======== Document section
I idled away a pleasant hour the other day listening to a discussion of the damage done by NAFTA to Mexican indigenous peoples. I won't identify the speaker because I wasn't taking notes and I wouldn't want to impute to her the deficiencies of my own faulty memory. Anyway, short summary: I think I came in expecting some kind of rant about the crimes of capitalism and it wasn't really that at all. The speaker was no great fan of NAFTA but she picked up on a theme dear to my heart: the notion of "market" is not cast in stone; a market is a cultural artifact and particular markets come festooned with all sorts of bells and whistles.
NAFTA does seem to have been quaintly rigged to get the most for the Norteamericanos at minimal cost. Example: subsidies: the US "level playing field" in ag export comes tilted with farm subsidies that make it possible to undercut the competition. Example: environmental costs, which the US farmers slough off on, as it were, their downstream neighbors. Contrast, the speaker asserted, Mexican family farmers who generate positive externalities which also do not get priced into the deal (this one sounds a tad more contentious to me, although I'm willing to give it some thought). Example: the tortilla market, where (it is said) two firms control over 90 percent of the trade--an idea that still pops my eyes out, because how can you monopolize anything so fungible as a tortilla?
================
### To do:
Return the full text on NAFTA and Mexican farmers word for word.
======== Records provided
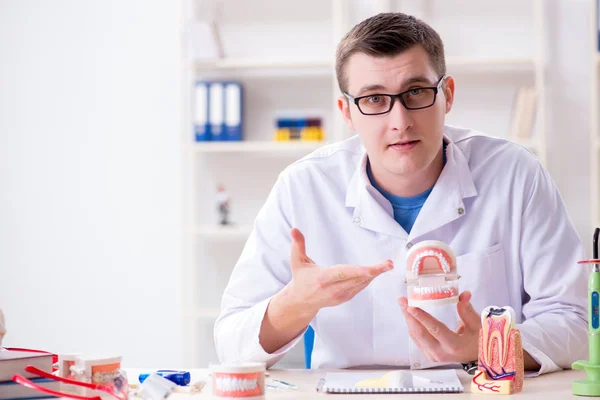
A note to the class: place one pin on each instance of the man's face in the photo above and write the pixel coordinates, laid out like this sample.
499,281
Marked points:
402,142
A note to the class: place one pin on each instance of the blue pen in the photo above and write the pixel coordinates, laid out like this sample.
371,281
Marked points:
181,378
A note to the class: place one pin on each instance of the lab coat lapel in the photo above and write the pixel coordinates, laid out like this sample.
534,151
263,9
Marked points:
371,210
445,202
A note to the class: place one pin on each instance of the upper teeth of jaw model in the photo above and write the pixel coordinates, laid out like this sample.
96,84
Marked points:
431,274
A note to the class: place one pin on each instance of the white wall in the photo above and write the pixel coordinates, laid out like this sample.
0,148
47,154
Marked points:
90,183
90,214
569,95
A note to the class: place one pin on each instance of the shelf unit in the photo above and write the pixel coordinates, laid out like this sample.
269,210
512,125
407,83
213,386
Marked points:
595,117
204,161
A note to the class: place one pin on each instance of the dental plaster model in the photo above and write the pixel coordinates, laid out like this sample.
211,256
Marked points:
501,366
431,274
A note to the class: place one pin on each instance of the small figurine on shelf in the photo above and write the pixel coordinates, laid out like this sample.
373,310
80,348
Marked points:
223,204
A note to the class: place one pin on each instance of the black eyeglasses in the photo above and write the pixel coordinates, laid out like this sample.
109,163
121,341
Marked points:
413,99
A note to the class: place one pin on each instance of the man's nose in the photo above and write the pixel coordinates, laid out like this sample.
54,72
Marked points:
399,117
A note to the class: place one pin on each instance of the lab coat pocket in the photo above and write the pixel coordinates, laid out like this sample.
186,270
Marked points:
483,273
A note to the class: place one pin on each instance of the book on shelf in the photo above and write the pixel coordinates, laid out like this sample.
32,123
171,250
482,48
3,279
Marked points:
218,111
523,114
14,362
12,390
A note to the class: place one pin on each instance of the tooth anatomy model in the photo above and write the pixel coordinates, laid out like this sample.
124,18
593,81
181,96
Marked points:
500,353
431,274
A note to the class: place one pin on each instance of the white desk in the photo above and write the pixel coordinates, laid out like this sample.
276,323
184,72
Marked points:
555,386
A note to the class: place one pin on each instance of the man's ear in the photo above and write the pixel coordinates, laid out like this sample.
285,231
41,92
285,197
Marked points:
343,105
448,88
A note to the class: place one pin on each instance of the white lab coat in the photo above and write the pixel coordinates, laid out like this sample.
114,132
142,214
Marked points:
494,204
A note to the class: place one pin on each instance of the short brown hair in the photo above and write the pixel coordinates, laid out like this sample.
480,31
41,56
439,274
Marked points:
387,35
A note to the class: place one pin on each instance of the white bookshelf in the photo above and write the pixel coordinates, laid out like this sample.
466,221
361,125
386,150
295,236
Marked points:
294,148
257,160
223,232
594,118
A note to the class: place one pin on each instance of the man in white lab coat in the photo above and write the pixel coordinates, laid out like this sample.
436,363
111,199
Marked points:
349,212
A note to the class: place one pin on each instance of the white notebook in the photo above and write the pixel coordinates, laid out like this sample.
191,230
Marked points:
397,381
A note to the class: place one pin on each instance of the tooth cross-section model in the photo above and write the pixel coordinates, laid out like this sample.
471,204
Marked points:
431,274
500,353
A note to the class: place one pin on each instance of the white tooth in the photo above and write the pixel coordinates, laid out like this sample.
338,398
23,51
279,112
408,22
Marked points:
508,315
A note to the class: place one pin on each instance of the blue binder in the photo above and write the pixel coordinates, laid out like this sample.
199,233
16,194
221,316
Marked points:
233,111
201,110
216,110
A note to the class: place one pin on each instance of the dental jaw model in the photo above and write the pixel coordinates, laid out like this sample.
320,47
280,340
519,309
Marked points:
501,366
431,274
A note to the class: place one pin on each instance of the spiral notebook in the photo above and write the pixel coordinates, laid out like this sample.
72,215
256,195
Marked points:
398,381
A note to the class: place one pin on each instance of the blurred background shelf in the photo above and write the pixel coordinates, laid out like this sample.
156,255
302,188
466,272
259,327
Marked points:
256,146
223,231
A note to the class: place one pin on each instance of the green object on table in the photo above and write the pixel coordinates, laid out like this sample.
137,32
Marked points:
591,385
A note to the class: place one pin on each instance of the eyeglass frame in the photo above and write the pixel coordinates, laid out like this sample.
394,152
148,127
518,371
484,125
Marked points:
398,96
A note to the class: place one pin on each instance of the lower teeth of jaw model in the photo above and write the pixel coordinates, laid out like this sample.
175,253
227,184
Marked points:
431,274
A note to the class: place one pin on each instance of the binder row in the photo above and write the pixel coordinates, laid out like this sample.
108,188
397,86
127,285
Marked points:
218,111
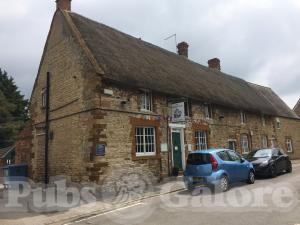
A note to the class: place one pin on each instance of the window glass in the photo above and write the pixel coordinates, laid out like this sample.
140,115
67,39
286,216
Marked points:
224,156
146,100
264,141
289,145
145,141
44,98
201,140
208,111
243,117
233,156
244,143
262,153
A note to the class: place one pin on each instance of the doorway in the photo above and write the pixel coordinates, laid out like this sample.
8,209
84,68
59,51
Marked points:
177,150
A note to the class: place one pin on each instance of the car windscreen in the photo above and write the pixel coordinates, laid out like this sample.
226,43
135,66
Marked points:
262,153
198,159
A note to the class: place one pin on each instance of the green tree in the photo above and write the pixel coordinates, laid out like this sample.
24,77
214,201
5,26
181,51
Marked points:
13,110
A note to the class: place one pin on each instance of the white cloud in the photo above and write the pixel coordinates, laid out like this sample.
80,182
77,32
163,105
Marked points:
256,40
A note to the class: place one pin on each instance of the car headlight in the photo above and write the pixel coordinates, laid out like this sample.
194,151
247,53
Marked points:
264,163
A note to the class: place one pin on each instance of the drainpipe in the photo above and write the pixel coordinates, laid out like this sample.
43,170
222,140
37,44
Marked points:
46,179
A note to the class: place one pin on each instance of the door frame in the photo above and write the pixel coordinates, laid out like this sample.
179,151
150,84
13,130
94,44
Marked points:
178,128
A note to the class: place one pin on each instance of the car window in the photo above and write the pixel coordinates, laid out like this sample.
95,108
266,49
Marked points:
198,159
280,152
233,156
262,153
275,152
224,156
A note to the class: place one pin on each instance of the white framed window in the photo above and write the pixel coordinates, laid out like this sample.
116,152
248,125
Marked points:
208,111
243,117
264,141
201,140
146,100
44,98
263,120
277,122
145,141
232,144
273,142
289,145
245,143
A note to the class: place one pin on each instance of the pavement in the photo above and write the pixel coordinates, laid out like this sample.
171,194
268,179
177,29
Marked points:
268,201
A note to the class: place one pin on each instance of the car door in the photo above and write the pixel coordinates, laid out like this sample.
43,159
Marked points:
228,165
241,168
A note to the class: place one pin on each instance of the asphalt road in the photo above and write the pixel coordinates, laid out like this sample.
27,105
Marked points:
267,202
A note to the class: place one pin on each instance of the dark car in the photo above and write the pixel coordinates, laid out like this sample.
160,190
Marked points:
270,162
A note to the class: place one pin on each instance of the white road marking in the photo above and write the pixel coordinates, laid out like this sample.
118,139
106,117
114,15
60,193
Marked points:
101,214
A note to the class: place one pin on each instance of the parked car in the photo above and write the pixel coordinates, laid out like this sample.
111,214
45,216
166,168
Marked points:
270,162
217,168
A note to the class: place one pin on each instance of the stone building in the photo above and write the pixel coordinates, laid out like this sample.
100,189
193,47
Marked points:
119,104
297,108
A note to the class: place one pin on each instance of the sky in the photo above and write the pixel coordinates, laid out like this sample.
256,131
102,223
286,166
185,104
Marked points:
257,40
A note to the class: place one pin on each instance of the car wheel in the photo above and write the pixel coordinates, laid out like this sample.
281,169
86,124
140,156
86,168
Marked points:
251,177
190,188
273,171
289,167
223,184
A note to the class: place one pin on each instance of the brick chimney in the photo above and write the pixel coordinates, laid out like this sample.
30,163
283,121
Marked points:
63,4
214,64
183,49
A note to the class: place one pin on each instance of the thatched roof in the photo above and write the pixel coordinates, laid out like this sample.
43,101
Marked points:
5,151
297,105
131,61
================
### Solution for this task:
I idled away a pleasant hour the other day listening to a discussion of the damage done by NAFTA to Mexican indigenous peoples. I won't identify the speaker because I wasn't taking notes and I wouldn't want to impute to her the deficiencies of my own faulty memory. Anyway, short summary: I think I came in expecting some kind of rant about the crimes of capitalism and it wasn't really that at all. The speaker was no great fan of NAFTA but she picked up on a theme dear to my heart: the notion of "market" is not cast in stone; a market is a cultural artifact and particular markets come festooned with all sorts of bells and whistles.
NAFTA does seem to have been quaintly rigged to get the most for the Norteamericanos at minimal cost. Example: subsidies: the US "level playing field" in ag export comes tilted with farm subsidies that make it possible to undercut the competition. Example: environmental costs, which the US farmers slough off on, as it were, their downstream neighbors. Contrast, the speaker asserted, Mexican family farmers who generate positive externalities which also do not get priced into the deal (this one sounds a tad more contentious to me, although I'm willing to give it some thought). Example: the tortilla market, where (it is said) two firms control over 90 percent of the trade--an idea that still pops my eyes out, because how can you monopolize anything so fungible as a tortilla?